PROMPT
Lines from the one containing "Would you mind marking the white cloud" through the last line of the data are to be repeated word for word, both ends included.

▬▬▬▬▬▬

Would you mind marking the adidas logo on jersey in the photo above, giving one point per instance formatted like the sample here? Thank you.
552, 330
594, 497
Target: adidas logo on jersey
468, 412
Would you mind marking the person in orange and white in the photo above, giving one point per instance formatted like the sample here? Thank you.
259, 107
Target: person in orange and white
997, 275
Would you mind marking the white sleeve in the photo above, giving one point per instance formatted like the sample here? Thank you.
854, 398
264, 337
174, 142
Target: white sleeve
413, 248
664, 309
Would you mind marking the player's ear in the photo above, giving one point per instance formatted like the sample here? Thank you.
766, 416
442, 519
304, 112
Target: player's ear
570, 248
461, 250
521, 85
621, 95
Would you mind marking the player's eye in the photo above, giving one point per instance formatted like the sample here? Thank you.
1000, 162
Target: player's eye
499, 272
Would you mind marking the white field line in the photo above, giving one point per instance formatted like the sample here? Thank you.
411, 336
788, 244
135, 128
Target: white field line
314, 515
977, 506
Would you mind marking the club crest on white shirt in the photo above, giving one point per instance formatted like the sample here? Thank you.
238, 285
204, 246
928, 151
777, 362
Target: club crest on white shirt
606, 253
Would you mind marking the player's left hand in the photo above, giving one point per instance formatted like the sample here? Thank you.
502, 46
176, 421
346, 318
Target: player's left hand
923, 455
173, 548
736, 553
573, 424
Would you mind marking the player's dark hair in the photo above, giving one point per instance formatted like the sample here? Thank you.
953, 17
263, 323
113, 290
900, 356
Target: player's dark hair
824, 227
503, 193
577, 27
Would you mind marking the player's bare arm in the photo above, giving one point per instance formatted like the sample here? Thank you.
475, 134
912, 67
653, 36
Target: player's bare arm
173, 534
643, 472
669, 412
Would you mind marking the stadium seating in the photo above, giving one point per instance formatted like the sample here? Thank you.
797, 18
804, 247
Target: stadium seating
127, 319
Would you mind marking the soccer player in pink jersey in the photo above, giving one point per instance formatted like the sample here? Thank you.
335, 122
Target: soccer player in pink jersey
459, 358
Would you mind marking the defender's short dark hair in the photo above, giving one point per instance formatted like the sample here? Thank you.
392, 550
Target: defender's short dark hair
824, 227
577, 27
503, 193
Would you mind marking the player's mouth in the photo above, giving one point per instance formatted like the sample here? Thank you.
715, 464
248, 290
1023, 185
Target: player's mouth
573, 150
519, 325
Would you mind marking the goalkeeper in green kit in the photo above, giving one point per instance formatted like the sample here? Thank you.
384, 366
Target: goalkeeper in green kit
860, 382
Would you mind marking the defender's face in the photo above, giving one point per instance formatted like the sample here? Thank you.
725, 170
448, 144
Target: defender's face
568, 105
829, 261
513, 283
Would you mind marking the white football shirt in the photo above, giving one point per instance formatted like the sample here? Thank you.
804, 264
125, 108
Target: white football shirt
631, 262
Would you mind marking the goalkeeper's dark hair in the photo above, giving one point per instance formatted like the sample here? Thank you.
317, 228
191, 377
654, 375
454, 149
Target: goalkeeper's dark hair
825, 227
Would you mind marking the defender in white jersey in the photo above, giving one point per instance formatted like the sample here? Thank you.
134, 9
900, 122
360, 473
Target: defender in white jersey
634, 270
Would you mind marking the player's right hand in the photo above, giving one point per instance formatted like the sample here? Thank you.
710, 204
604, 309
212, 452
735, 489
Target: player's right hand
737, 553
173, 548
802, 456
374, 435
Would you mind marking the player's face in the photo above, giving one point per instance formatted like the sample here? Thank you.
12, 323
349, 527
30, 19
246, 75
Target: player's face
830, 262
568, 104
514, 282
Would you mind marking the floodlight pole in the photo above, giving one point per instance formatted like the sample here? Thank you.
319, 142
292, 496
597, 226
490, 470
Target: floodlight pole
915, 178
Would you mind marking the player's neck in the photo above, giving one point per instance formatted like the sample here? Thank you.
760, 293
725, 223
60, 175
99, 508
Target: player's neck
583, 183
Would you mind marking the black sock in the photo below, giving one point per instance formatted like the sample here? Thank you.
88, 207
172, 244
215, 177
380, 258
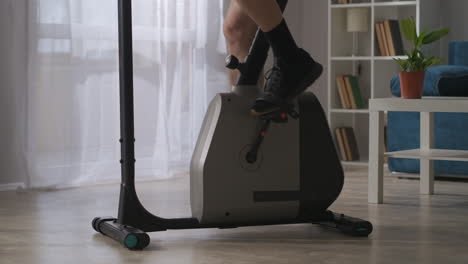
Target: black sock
282, 41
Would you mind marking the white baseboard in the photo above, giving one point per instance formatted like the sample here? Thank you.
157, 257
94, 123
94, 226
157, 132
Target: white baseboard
11, 186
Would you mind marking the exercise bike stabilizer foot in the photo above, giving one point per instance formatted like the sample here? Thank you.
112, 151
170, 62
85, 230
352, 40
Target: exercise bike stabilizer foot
348, 225
129, 237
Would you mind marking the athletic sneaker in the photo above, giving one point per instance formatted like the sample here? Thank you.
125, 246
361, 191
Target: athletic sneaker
285, 81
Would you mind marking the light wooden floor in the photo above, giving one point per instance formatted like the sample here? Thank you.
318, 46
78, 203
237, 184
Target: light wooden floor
54, 227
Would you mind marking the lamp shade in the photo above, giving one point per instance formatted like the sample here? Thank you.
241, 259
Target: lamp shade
358, 19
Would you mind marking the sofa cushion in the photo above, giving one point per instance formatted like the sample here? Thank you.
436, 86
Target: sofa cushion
447, 80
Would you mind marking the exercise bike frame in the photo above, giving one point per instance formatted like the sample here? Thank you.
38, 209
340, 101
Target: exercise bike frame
133, 219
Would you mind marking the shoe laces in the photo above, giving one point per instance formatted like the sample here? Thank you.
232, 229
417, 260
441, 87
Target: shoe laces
273, 78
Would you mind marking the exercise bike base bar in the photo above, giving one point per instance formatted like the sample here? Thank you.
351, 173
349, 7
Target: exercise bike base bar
136, 239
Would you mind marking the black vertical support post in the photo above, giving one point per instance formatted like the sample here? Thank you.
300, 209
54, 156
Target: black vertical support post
127, 129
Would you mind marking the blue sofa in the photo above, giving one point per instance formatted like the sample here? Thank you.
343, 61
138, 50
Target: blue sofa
451, 129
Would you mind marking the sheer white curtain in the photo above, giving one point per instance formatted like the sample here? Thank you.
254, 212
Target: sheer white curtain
72, 97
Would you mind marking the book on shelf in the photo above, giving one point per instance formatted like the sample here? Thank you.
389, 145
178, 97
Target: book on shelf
349, 92
388, 37
347, 144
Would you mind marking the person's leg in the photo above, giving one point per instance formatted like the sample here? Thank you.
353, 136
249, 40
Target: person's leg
239, 30
294, 70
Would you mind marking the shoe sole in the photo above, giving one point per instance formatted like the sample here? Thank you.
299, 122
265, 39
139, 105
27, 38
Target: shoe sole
311, 78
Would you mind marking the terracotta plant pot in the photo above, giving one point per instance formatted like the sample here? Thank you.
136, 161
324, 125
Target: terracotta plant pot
411, 84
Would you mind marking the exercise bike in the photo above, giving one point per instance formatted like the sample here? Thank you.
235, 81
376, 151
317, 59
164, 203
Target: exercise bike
280, 168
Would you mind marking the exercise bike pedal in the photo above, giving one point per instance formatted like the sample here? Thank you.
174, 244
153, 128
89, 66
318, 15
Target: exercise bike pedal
348, 225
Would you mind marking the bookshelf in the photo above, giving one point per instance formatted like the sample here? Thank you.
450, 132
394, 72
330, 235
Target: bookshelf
375, 71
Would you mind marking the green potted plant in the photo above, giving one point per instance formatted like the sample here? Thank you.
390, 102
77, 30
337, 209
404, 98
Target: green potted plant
414, 67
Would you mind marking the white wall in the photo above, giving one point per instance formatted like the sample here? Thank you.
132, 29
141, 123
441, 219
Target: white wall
454, 15
13, 49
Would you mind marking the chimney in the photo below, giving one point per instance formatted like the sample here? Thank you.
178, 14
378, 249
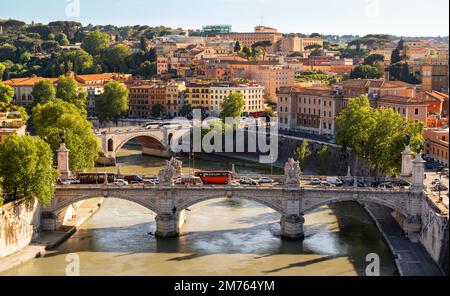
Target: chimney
386, 76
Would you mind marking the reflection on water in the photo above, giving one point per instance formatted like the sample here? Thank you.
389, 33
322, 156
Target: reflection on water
220, 237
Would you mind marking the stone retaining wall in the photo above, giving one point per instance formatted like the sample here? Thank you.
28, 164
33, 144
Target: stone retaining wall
434, 236
19, 224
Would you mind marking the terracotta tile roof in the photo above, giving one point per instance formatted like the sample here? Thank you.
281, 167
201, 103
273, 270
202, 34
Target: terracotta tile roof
402, 100
312, 90
363, 83
397, 84
435, 95
28, 81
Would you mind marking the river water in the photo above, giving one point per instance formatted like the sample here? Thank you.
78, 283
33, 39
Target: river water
220, 237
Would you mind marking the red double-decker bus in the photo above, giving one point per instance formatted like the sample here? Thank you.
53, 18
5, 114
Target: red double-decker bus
215, 177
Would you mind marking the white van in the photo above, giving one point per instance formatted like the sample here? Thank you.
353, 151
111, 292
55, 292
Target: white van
335, 181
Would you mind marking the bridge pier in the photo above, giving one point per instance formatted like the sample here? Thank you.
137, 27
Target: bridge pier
292, 227
169, 225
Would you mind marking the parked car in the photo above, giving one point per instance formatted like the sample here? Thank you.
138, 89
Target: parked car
429, 166
151, 181
386, 185
335, 181
402, 183
359, 183
326, 184
265, 180
248, 181
440, 187
120, 182
314, 181
133, 179
435, 181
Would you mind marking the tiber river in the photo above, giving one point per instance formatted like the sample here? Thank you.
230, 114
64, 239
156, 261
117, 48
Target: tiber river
220, 237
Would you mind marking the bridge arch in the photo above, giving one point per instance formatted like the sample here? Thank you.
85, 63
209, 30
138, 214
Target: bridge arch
396, 206
148, 204
260, 200
145, 140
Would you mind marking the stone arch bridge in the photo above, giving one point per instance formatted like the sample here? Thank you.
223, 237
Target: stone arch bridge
155, 141
170, 202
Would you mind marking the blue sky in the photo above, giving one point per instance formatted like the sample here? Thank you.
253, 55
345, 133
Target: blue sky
398, 17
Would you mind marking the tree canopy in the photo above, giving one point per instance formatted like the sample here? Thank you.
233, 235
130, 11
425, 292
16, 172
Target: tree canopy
233, 106
378, 135
51, 118
303, 154
95, 42
43, 91
69, 91
6, 93
113, 103
368, 72
26, 168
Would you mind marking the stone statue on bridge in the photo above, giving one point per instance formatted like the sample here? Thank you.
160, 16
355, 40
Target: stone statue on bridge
177, 165
167, 174
171, 170
292, 173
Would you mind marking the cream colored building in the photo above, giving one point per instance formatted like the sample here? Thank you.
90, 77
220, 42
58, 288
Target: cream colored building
175, 97
261, 34
298, 44
253, 96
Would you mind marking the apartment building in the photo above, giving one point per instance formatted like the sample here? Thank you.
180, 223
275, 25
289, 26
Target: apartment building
175, 97
298, 44
260, 34
433, 73
198, 96
253, 96
23, 88
93, 84
415, 109
436, 144
308, 109
272, 77
145, 95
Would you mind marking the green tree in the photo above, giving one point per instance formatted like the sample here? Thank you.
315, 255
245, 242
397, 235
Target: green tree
68, 90
396, 56
387, 140
367, 72
186, 110
148, 69
43, 91
355, 123
233, 106
374, 58
313, 47
26, 168
96, 42
80, 60
7, 52
303, 154
324, 160
61, 38
113, 103
237, 47
269, 102
143, 44
2, 70
158, 110
56, 116
116, 57
6, 93
317, 53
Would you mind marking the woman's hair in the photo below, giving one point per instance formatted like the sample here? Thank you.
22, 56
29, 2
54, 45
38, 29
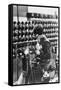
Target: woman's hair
38, 30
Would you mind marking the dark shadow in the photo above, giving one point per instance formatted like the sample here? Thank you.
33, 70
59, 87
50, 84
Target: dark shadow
6, 83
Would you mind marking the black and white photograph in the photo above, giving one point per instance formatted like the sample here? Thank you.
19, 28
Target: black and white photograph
35, 44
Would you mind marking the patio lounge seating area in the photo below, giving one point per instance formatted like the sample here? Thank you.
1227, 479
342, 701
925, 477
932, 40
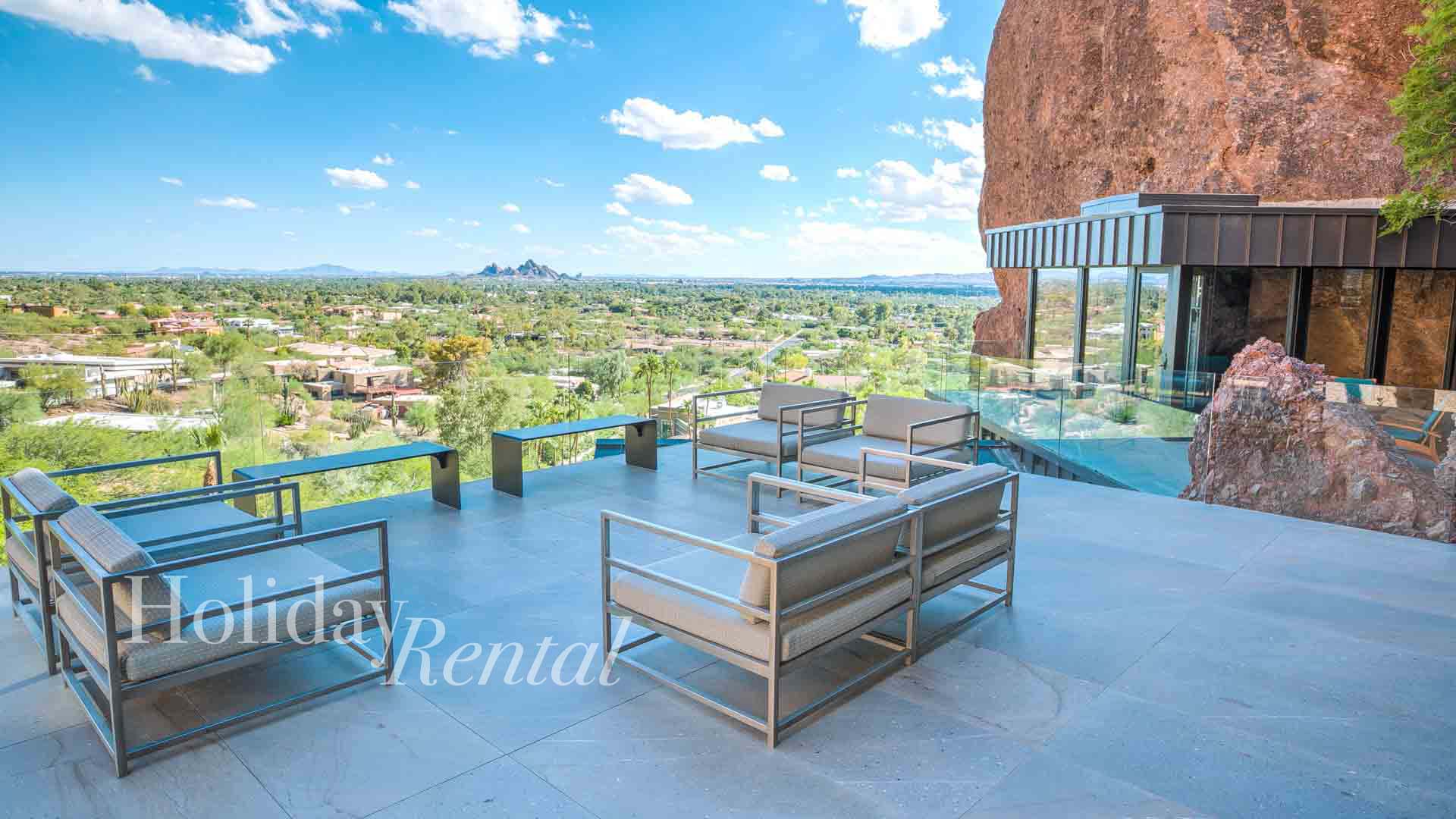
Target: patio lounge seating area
1163, 657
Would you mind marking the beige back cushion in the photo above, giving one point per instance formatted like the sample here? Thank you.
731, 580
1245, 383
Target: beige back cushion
890, 417
775, 395
41, 491
829, 567
946, 519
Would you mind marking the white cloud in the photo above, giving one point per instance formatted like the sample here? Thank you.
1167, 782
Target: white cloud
235, 203
356, 178
494, 28
639, 187
889, 25
968, 139
778, 174
655, 243
952, 190
968, 86
655, 123
150, 31
887, 249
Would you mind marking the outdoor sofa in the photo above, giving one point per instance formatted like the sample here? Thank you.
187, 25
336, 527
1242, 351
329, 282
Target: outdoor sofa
767, 604
775, 431
128, 624
165, 522
965, 525
913, 426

▬▬▬▬▬▬

THE COMPLETED TASK
Would you mind marking the white cloud in the photo above, giving one point per instance formatted like the sample here? Thank you.
1167, 782
Target: white cloud
235, 203
356, 178
494, 28
639, 187
889, 25
968, 139
778, 174
655, 243
952, 190
968, 86
655, 123
150, 31
887, 249
Would you mind marking the outdoor sofa in the photo above, giving one point per instance formatted like the sample here? Thank you.
187, 25
336, 527
1242, 351
329, 282
Target: outdoor sofa
767, 604
775, 431
128, 624
165, 522
965, 525
913, 426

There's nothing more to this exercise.